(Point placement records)
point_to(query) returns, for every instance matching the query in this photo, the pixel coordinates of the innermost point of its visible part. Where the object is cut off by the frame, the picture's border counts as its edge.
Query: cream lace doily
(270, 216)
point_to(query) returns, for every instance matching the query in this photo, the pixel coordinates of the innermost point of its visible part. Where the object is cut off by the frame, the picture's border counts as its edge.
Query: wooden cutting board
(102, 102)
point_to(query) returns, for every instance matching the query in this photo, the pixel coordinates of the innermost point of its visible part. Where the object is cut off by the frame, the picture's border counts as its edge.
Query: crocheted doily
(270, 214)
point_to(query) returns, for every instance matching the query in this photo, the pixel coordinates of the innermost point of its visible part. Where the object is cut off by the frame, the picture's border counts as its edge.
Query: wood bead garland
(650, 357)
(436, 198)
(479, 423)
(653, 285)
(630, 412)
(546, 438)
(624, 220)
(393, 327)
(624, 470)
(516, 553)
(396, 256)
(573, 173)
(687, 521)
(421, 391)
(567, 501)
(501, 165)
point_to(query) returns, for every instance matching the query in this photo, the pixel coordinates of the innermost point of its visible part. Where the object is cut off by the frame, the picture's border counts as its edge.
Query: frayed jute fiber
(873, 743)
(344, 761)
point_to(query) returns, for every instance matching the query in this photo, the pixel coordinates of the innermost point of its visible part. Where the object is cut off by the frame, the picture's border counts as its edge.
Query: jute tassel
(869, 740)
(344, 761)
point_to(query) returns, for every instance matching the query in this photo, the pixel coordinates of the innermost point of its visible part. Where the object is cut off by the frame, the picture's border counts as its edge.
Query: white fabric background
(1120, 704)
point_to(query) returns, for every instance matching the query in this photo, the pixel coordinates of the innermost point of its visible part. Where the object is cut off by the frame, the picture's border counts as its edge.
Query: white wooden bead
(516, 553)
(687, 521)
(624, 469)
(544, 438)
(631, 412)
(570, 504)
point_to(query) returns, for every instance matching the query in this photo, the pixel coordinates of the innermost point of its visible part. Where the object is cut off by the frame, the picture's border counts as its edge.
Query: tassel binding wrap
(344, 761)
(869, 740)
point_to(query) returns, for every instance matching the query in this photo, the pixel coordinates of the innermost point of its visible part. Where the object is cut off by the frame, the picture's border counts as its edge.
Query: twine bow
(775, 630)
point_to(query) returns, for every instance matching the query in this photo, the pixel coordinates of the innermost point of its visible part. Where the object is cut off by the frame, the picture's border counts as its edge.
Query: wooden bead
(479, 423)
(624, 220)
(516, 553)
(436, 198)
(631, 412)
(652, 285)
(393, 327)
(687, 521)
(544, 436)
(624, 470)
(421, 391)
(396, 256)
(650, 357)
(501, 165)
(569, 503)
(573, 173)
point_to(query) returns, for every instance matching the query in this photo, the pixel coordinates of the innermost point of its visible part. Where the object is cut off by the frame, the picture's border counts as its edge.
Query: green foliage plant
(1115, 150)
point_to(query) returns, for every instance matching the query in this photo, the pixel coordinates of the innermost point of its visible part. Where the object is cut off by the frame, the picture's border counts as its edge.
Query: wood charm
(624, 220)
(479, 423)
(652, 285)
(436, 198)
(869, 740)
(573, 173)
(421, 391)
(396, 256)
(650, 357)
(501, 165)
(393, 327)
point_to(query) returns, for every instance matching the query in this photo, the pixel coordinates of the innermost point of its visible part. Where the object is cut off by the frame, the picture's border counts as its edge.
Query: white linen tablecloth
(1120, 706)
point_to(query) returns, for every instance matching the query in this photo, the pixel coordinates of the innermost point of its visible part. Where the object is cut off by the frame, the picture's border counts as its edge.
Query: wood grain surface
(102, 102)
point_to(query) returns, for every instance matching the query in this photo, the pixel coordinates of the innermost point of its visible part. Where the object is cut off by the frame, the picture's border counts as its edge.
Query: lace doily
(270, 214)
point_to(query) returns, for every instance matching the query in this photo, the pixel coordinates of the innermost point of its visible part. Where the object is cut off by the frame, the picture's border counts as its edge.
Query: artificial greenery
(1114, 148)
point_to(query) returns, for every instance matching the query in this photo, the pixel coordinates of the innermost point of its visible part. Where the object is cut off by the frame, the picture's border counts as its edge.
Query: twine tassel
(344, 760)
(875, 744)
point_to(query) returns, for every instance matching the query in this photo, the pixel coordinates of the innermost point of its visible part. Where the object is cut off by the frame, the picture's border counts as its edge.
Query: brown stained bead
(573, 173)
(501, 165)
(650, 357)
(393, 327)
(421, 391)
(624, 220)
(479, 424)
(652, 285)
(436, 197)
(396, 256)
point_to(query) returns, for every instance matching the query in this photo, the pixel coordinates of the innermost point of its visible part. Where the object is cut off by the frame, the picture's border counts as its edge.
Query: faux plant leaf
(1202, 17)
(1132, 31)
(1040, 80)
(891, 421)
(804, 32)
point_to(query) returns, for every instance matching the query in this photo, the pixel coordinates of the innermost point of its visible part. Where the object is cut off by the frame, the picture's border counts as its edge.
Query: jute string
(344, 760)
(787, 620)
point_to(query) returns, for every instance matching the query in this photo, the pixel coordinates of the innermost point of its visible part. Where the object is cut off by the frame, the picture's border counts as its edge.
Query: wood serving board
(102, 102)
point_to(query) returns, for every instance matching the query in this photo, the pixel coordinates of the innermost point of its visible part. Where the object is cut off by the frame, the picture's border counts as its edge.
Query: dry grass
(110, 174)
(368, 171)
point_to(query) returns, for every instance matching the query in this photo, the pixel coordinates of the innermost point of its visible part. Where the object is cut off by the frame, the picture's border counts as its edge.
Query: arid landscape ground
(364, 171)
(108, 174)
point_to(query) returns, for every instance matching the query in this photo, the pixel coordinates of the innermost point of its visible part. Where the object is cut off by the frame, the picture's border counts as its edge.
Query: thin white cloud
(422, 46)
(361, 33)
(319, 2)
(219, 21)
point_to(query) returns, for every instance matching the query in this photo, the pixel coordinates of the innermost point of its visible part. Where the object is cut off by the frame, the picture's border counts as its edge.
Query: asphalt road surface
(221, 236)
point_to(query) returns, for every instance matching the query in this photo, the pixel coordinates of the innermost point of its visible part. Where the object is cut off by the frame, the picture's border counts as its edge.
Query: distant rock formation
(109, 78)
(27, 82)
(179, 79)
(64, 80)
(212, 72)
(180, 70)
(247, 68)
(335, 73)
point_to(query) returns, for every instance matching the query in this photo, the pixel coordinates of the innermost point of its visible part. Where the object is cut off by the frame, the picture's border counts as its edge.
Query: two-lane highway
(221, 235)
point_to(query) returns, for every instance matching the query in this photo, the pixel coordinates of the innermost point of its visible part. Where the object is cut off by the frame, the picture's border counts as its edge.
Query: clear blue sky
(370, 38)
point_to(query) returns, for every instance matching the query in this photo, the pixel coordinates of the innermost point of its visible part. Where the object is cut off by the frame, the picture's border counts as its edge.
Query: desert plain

Work instructions
Using the material above, print every entry exactly as written.

Expected answer
point_to(query) returns, for every instance matching the query in this photo, the pixel coordinates of the innermost point of its visible part. Where the object is cut off by the frame, the picture's border counts as its edge.
Query: cream lace doily
(270, 216)
point_to(query) returns, for every instance matching the query in this photo, the pixel coordinates of the innermost point of its visible part. Where the object is cut off by the frame, the picture's border counts as its edge.
Query: wooden cutting board
(102, 102)
point_to(query) returns, for every instance matching the query in this photo, the pixel coordinates of the innermost point of its visible part. Where the object is cut off by the frame, the picture's border counts as its edge.
Query: crocheted doily
(270, 214)
point_to(query) returns, for every instance matching the query in this photo, the pixel coordinates of the innermost point of its visible part. Where the object is cut off by the frame, the picture's border counts as its edge.
Query: wood bead garland
(650, 357)
(436, 198)
(479, 423)
(653, 285)
(630, 412)
(546, 438)
(624, 220)
(393, 327)
(624, 470)
(516, 553)
(396, 256)
(573, 173)
(687, 521)
(421, 391)
(567, 501)
(501, 165)
point_to(query) returns, for every instance matching the query in this photo, the pixel coordinates of the innermost point of its visible part. Where the object is cut off by the frame, the picture's border counts as its edge.
Query: frayed jute fiber
(873, 743)
(344, 761)
point_to(query) returns, for every instance matching the query in this photo, the pixel coordinates of the innermost point of its visible part. Where the object is cut off by the frame, the picture's border counts as its edge.
Query: jute tassel
(869, 740)
(344, 761)
point_to(query) returns, for every instance matching the query in this photo, the pixel coordinates of the innermost point of its visible part. Where the object is cut off by the frame, the picture's border counts as its edge.
Query: white fabric background
(1120, 704)
point_to(query) returns, for every instance matching the query in this photo, the pixel coordinates of the innermost point of its visible part. Where the object is cut off by the frame, the picture's border counts as its edge.
Query: white wooden bead
(516, 553)
(687, 521)
(624, 469)
(544, 438)
(631, 412)
(570, 504)
point_to(query) returns, for every instance matching the query in this photo, the pixel coordinates of the innermost point of its visible part. Where the object is cut off by the frame, the picture's border counts as its edge.
Query: tassel binding wrap
(344, 761)
(869, 740)
point_to(query) returns, for every instance matching the query in this photo, the pixel coordinates of the innermost point of its visible part. Where the object is cut off by the frame, the picture's border counts as its edge.
Query: twine bow
(775, 630)
point_to(query) returns, for every instance matching the query in this photo, the pixel coordinates of the innermost point of its visible part. Where the object is cut off by the frame, the picture's border counts as its edge.
Query: wooden bead
(479, 423)
(624, 220)
(516, 553)
(436, 198)
(631, 412)
(652, 285)
(393, 327)
(687, 521)
(544, 436)
(624, 470)
(421, 391)
(396, 256)
(650, 357)
(501, 165)
(569, 503)
(573, 173)
point_to(query) returns, for every instance matching the query in this photo, the pixel coordinates of the innermost point of its visible part. Where the object is cut off by the frame, the picture's border counts as its edge.
Query: green foliage plant
(1115, 150)
point_to(query) returns, for every instance matching the query in this photo, the pixel coordinates of the innermost point of its visible part. Where the object is cut off by the frame, the picture's border counts as its edge.
Query: wood charm
(624, 220)
(479, 423)
(652, 285)
(436, 198)
(869, 740)
(573, 173)
(421, 391)
(396, 256)
(650, 357)
(501, 165)
(393, 327)
point_to(query) returns, for every instance matching the query in this photo, the pixel coordinates of the innermost point of its visible part. Where the object is cut off by the frame, the picture's border counts as its edge.
Query: white linen tablecloth
(1120, 706)
point_to(query) returns, for every instance matching the query in this photo, the pixel coordinates of the innermost point of its visible part. Where the object is cut off by the frame, the picture's border counts as its edge.
Query: wood grain surface
(102, 102)
point_to(query) returns, for every instance matching the query in this photo, the pixel coordinates of the innermost point of its visible part. Where the object is cut off by the frame, the picture's border counts as its edge.
Query: lace doily
(270, 214)
point_to(query) returns, for every instance matching the query in this photo, the pixel coordinates of the innermost point of its visible part. Where the object is cut off by the frame, the picture's border counts as its edge.
Query: artificial greenery
(1114, 148)
point_to(query) returns, for every instance matching the query in this photo, the pixel coordinates of the innermost point of its visible part. Where the object is cut off by the frame, the picture's border counts as its edge.
Query: twine tassel
(344, 760)
(875, 744)
point_to(query) returns, for every instance matching the query in this photo, the pixel coordinates of the innermost point of its visible part. Where the object is cut off by the frame, the picture's border counts as its edge.
Query: brown stained bead
(573, 173)
(501, 165)
(650, 357)
(393, 327)
(421, 391)
(624, 220)
(479, 424)
(652, 285)
(436, 197)
(396, 256)
point_to(query) returns, for every instance matching the query in this photo, the pixel coordinates of the innermost point of its visible part. Where the object is cut off by the frame, the picture's border counts as its edge.
Query: faux plant leaf
(1202, 17)
(1132, 31)
(1040, 80)
(891, 421)
(804, 32)
point_to(query) returns, for every instance matching the query in this photo, the pixel coordinates of the innermost point of its visible part. Where the object is cut off by the frame, the picture's border counts as its edge.
Query: jute string
(344, 760)
(787, 620)
point_to(query) returns, for every instance matching the query in this photo, the pixel coordinates of the innermost point of its visible part. Where the object is cut off by the frame, the picture's border counts as its edge.
Query: wood serving board
(102, 102)
point_to(query) returns, for every instance matching the query in this photo, the pixel coordinates of the innermost point of its visible part. Where the object is cut off by the frame, the picture's border counts as its edge.
Query: dry grass
(110, 174)
(368, 171)
point_to(query) returns, for every instance matching the query in this photo, the pixel coordinates of the innermost point of its visible part. Where the object is cut off by the frame, the picture's border counts as its edge.
Query: arid landscape ground
(364, 171)
(108, 174)
point_to(query) returns, for every instance matching the query in this photo, the pixel coordinates of the innermost point of its visible part. Where the object is cut off by the frame, the picture's border counts as its edge.
Query: thin white cloud
(422, 46)
(361, 33)
(319, 2)
(219, 21)
point_to(query) returns, for every instance matching the query in this photo, the pixel coordinates of the innermost point of its visible part. Where the object is cut off by the frame, the picture's border counts as its edge.
Query: asphalt road surface
(221, 236)
point_to(query) returns, for every instance matching the query in this photo, the pixel coordinates of the innermost point of its visible part. Where the object is cut off by the frame, the picture's border counts as its edge.
Query: distant rock formation
(109, 78)
(27, 82)
(179, 79)
(64, 80)
(212, 72)
(180, 70)
(247, 68)
(335, 73)
point_to(query) returns, for every instance matching the query in this photo, the pixel coordinates of the innermost point of its visible part. Where the object is cut off by the frame, the picture's border counts as its edge.
Query: two-lane highway
(221, 235)
point_to(query) returns, for every instance matching the query in this photo, the pixel coordinates of the innermost point of its visible part. Where the object is cut off by the frame, the picture's border counts as its edge.
Query: clear blue sky
(370, 38)
point_to(query) returns, for every instance matching the query in this photo, the pixel coordinates of the innermost point of its visible part. Where the object is cut off by the frame, the picture's border counts as its edge.
Query: desert plain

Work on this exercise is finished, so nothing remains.